Starting with the first line and ending with the line that holds "Target: hardwood floor", repeat the material exactly.

++++ PROVIDED MATERIAL ++++

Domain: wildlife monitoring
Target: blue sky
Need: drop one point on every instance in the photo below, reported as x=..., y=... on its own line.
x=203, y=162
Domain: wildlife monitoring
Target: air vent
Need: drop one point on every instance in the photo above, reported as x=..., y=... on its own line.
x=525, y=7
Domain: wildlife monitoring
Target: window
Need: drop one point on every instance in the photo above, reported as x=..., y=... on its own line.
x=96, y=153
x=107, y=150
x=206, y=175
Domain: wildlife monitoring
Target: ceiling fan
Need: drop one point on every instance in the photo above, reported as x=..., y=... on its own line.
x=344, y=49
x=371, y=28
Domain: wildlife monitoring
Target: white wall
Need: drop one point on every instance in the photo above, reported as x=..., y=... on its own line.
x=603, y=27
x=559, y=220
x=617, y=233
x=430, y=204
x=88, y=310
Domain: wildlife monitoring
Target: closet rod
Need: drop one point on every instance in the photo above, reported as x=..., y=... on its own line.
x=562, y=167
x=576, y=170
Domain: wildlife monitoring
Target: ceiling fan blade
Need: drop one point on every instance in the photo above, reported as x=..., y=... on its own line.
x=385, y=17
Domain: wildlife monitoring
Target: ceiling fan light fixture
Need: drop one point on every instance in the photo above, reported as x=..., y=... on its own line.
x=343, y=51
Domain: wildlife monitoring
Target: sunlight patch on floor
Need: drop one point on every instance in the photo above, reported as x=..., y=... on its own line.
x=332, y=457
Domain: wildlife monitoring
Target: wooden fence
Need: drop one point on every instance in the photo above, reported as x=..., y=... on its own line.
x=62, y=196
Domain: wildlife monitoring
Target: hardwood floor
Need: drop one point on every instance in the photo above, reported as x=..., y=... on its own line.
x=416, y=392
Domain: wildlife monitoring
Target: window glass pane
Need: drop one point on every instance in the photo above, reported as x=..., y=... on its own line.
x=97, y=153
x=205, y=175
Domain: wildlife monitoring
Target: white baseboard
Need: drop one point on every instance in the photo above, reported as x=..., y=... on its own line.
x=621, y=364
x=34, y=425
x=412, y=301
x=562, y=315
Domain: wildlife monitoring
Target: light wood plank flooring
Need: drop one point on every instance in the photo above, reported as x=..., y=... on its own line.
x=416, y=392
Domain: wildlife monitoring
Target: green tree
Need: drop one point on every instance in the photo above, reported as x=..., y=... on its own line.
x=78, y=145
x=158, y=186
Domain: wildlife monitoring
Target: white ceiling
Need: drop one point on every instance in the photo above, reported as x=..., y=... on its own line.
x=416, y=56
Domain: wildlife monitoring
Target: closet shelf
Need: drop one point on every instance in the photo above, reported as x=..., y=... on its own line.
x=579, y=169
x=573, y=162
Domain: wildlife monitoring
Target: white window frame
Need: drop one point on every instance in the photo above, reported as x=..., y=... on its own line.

++++

**RESPONSE TO THE TASK**
Domain: wildlife monitoring
Target: blue sky
Need: drop one point on every instance in the photo below, reported as x=..., y=... on its own line.
x=203, y=162
Domain: wildlife monitoring
Target: air vent
Need: drop one point on every instance in the photo above, reported as x=..., y=... on its own line.
x=525, y=7
Domain: wildlife monitoring
Target: window
Need: drop one point on every instance in the photo above, reported as x=..., y=... on its own line.
x=96, y=153
x=107, y=150
x=206, y=175
Domain: wildlife monitoring
Target: ceiling fan
Need: drop one point on every instance in the photo above, reported as x=..., y=... on its own line.
x=344, y=49
x=371, y=28
Domain: wildlife monitoring
Target: white wall
Need: drop one point on every instance in the photo above, reported as x=..., y=... on its own line.
x=603, y=27
x=559, y=220
x=617, y=233
x=430, y=204
x=88, y=310
Domain: wildlife monitoring
Target: closet rod
Need: drop one point on every instance in the photo above, reported as x=..., y=... on its own line.
x=562, y=167
x=576, y=170
Domain: wildlife monitoring
Target: ceiling fan blade
Need: drop one point on every instance in the photo above, reported as x=..., y=... on its own line.
x=385, y=17
Domain: wildlife monitoring
Target: ceiling fan light fixture
Need: drop one point on every instance in the photo above, reported as x=..., y=... on its own line.
x=343, y=51
Domain: wildlife monitoring
Target: sunlight patch on floor
Need: drop one point on every instance in the photo above, reported as x=..., y=... on its own line.
x=332, y=457
Domain: wildlife monitoring
Target: wooden fence
Need: drop one point on every instance in the photo above, reported as x=..., y=... on its own line.
x=62, y=196
Domain: wildlife monitoring
Target: hardwood floor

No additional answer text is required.